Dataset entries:
-=-=-

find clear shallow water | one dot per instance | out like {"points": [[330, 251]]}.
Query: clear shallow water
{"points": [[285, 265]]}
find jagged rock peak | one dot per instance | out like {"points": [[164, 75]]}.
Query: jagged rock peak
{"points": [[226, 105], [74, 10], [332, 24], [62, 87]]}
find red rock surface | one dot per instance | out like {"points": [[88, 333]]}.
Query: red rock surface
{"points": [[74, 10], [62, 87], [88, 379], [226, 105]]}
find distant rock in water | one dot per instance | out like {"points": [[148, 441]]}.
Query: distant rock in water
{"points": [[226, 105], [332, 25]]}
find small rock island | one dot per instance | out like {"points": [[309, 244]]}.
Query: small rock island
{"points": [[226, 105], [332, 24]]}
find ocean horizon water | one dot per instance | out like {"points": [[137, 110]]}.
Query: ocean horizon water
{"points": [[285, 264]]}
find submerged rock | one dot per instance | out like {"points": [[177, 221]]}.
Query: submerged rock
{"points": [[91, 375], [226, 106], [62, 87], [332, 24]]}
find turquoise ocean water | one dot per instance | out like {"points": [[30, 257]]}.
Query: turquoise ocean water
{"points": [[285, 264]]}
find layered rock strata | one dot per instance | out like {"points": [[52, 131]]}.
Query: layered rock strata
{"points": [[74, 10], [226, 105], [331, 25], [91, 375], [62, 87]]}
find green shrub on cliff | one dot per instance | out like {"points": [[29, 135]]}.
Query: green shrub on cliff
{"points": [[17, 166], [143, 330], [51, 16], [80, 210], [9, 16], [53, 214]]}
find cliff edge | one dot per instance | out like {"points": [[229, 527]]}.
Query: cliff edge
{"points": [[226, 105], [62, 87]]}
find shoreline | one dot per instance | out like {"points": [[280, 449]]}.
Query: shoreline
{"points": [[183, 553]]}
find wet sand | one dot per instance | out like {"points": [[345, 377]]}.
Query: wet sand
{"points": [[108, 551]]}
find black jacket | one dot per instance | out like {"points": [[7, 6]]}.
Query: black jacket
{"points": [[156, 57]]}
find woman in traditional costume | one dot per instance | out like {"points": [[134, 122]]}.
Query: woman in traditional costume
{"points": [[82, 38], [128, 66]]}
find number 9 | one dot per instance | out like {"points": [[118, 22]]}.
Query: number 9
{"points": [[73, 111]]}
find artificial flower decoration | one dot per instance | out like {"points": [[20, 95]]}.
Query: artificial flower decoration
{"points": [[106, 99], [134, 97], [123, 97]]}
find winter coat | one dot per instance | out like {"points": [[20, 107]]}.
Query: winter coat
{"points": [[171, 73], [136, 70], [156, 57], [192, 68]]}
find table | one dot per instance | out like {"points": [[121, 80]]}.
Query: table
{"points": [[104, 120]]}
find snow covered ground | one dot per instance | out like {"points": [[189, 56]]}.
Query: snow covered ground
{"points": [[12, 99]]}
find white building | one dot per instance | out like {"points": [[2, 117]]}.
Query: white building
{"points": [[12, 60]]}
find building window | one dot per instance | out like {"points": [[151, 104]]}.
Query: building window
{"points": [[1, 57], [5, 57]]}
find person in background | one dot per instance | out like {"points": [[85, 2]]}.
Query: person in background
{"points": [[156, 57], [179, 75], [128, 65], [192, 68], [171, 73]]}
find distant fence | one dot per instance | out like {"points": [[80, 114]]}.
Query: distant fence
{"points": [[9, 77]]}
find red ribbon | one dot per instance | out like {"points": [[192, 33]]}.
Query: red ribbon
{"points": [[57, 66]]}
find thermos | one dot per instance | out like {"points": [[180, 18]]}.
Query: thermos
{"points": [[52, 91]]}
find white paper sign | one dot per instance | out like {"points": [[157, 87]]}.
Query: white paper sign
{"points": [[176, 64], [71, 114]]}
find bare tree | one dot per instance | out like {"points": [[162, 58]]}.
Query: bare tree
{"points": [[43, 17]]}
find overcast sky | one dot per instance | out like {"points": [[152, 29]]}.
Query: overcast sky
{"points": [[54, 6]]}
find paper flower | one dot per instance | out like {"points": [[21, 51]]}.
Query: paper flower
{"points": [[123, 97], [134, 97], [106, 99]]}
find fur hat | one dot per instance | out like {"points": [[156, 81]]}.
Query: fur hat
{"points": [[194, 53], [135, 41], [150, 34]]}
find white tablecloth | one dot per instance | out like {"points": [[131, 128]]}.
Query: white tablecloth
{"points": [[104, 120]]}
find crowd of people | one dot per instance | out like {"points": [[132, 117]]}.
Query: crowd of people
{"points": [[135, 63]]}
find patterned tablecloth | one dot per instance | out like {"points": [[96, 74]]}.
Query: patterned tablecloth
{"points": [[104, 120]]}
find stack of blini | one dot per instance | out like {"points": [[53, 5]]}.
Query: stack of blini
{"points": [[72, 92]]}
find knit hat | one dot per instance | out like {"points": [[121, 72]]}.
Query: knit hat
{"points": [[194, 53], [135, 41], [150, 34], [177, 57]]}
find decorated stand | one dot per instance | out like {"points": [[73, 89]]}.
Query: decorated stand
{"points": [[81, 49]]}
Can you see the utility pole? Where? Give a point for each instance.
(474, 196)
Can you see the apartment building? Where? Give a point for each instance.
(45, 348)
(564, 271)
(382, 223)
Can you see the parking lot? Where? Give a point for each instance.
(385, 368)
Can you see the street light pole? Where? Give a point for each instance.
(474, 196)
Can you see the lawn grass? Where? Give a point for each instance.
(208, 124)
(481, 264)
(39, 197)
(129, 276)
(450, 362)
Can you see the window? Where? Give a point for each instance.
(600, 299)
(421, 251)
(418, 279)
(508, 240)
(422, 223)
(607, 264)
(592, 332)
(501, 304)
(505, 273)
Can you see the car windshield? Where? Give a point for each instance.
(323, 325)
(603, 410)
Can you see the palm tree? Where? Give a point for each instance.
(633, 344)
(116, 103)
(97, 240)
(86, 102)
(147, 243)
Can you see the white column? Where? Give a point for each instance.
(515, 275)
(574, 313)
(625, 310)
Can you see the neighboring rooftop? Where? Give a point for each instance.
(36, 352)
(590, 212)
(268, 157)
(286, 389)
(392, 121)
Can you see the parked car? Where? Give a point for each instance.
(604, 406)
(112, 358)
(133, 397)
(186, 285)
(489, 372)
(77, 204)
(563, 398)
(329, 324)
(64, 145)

-=-=-

WHAT YOU ARE ASKED TO DO:
Retype the records above without changing a single word.

PROBLEM SOLUTION:
find clear shallow water | one dot per instance | out like {"points": [[330, 251]]}.
Query: clear shallow water
{"points": [[285, 265]]}
find jagged rock peak | one dot per instance | out like {"points": [[164, 75]]}.
Query: jagged rock peak
{"points": [[226, 105], [74, 10], [332, 24], [62, 87]]}
find red rock surface | one dot per instance | out like {"points": [[88, 333]]}.
Query: red rock surface
{"points": [[74, 10], [62, 87], [88, 379], [226, 105]]}
find distant rock in water | one dot per instance | out like {"points": [[148, 441]]}.
Query: distant rock in water
{"points": [[226, 105], [332, 25]]}
find small rock island | one dot per instance | out like {"points": [[309, 244]]}.
Query: small rock island
{"points": [[226, 105], [332, 24]]}
find ocean horizon water | one dot per instance | out like {"points": [[137, 110]]}.
Query: ocean horizon water
{"points": [[285, 264]]}
find submerged rock | one dot per instance | out like {"points": [[177, 221]]}.
Query: submerged rock
{"points": [[91, 375], [226, 106], [62, 87], [332, 24]]}
find turquoise ocean water | one dot per instance | out like {"points": [[30, 257]]}.
Query: turquoise ocean water
{"points": [[285, 264]]}
find layered rock strata | one dot per instance | out like {"points": [[52, 131]]}.
Query: layered rock strata
{"points": [[74, 10], [226, 105], [331, 25], [91, 375], [62, 87]]}
find green shrub on cliff | one dot per instance | out like {"points": [[29, 135]]}.
Query: green shrub on cliff
{"points": [[17, 166], [143, 330], [51, 16], [80, 210], [9, 16], [53, 214]]}
find cliff edge | one dot per instance | out like {"points": [[229, 527]]}.
Query: cliff edge
{"points": [[226, 105], [62, 87]]}
find shoreline | one dot per instance | out like {"points": [[280, 449]]}.
Query: shoreline
{"points": [[183, 553]]}
find wet sand | one dot per instance | out like {"points": [[345, 377]]}.
Query: wet sand
{"points": [[108, 551]]}
find black jacket | one dot per instance | out like {"points": [[7, 6]]}.
Query: black jacket
{"points": [[156, 57]]}
find woman in traditional costume | one dot per instance | out like {"points": [[134, 122]]}.
Query: woman in traditional costume
{"points": [[82, 38], [128, 66]]}
find number 9 | one dot per instance | out like {"points": [[118, 22]]}.
Query: number 9
{"points": [[73, 111]]}
find artificial flower decoration | one dot per instance | out like {"points": [[20, 95]]}.
Query: artificial flower decoration
{"points": [[106, 99], [134, 97], [123, 97]]}
find winter coat | one dot per instance | out like {"points": [[20, 107]]}.
Query: winter coat
{"points": [[171, 73], [136, 70], [156, 57], [192, 68]]}
find table | one dot per instance | out like {"points": [[121, 80]]}.
Query: table
{"points": [[104, 120]]}
find snow covered ground | one dot per instance | out like {"points": [[189, 56]]}.
Query: snow covered ground
{"points": [[12, 99]]}
find white building | one dot per instance | out like {"points": [[2, 117]]}.
Query: white building
{"points": [[12, 60]]}
find building window | one dot per instance | out like {"points": [[151, 104]]}.
Query: building window
{"points": [[1, 57], [5, 57]]}
find person in background | one dot per instance | out like {"points": [[85, 2]]}.
Query: person in background
{"points": [[156, 57], [179, 75], [128, 65], [192, 68], [171, 73]]}
find distant fence | one dot per instance | out like {"points": [[80, 114]]}.
Query: distant fence
{"points": [[9, 77]]}
find red ribbon | one dot per instance | out like {"points": [[192, 33]]}.
Query: red ribbon
{"points": [[57, 66]]}
find thermos | one dot per instance | out like {"points": [[180, 18]]}.
Query: thermos
{"points": [[52, 91]]}
find white paper sign | one dot per instance | out like {"points": [[157, 87]]}.
Query: white paper sign
{"points": [[176, 64], [71, 114]]}
find bare tree | one dot per instance | out like {"points": [[162, 58]]}.
Query: bare tree
{"points": [[43, 17]]}
find overcast sky | one dot per instance | out like {"points": [[152, 29]]}.
Query: overcast sky
{"points": [[54, 6]]}
find paper flower | one dot per instance | out like {"points": [[21, 51]]}.
Query: paper flower
{"points": [[123, 97], [134, 97], [106, 99]]}
find fur hat | one dot per instance | out like {"points": [[156, 81]]}.
Query: fur hat
{"points": [[194, 53], [135, 41], [150, 34]]}
find white tablecloth | one dot per instance | out like {"points": [[131, 128]]}.
Query: white tablecloth
{"points": [[104, 120]]}
find crowd of people | one dot per instance | out like {"points": [[132, 117]]}.
Query: crowd of people
{"points": [[135, 63]]}
find patterned tablecloth | one dot per instance | out like {"points": [[96, 74]]}.
Query: patterned tablecloth
{"points": [[104, 120]]}
find stack of blini | one dot per instance | out like {"points": [[53, 5]]}.
Query: stack of blini
{"points": [[72, 92]]}
find knit hat | one dot per instance | out like {"points": [[121, 72]]}.
Query: knit hat
{"points": [[194, 53], [135, 41], [150, 34], [177, 57]]}
find decorated stand | one dot per instance | out like {"points": [[73, 89]]}.
Query: decorated stand
{"points": [[81, 49]]}
Can you see the utility pole? Where? Give a point for each instance.
(474, 196)
Can you see the apartment building? Where? Give a point for each instance.
(45, 348)
(564, 271)
(382, 223)
Can you see the parking lot? Where? Give a point for each instance.
(385, 368)
Can you see the street light pole? Where? Give a point for each instance.
(474, 196)
Can you see the lawn grass? Where? Give a point for each instance.
(208, 124)
(481, 264)
(39, 197)
(129, 276)
(450, 362)
Can you see the window? Where? Give a point for each instance.
(600, 299)
(421, 251)
(418, 279)
(508, 240)
(422, 223)
(607, 264)
(592, 332)
(501, 304)
(505, 273)
Can you see the car windshield? Where? Give a point for each instance.
(323, 325)
(603, 410)
Can you see the palm tree? Where? Give a point for each instance.
(633, 344)
(116, 103)
(97, 240)
(86, 102)
(147, 243)
Can you see the white column? Where? Give a point for each instance.
(515, 275)
(574, 313)
(625, 310)
Can you see the neighboring rooftop? Where? Give a point for each instance.
(36, 352)
(590, 212)
(268, 157)
(286, 389)
(392, 121)
Can you see the parked car? Where? Give a point for each instance.
(604, 406)
(112, 358)
(133, 397)
(186, 285)
(489, 372)
(77, 204)
(563, 398)
(329, 324)
(64, 145)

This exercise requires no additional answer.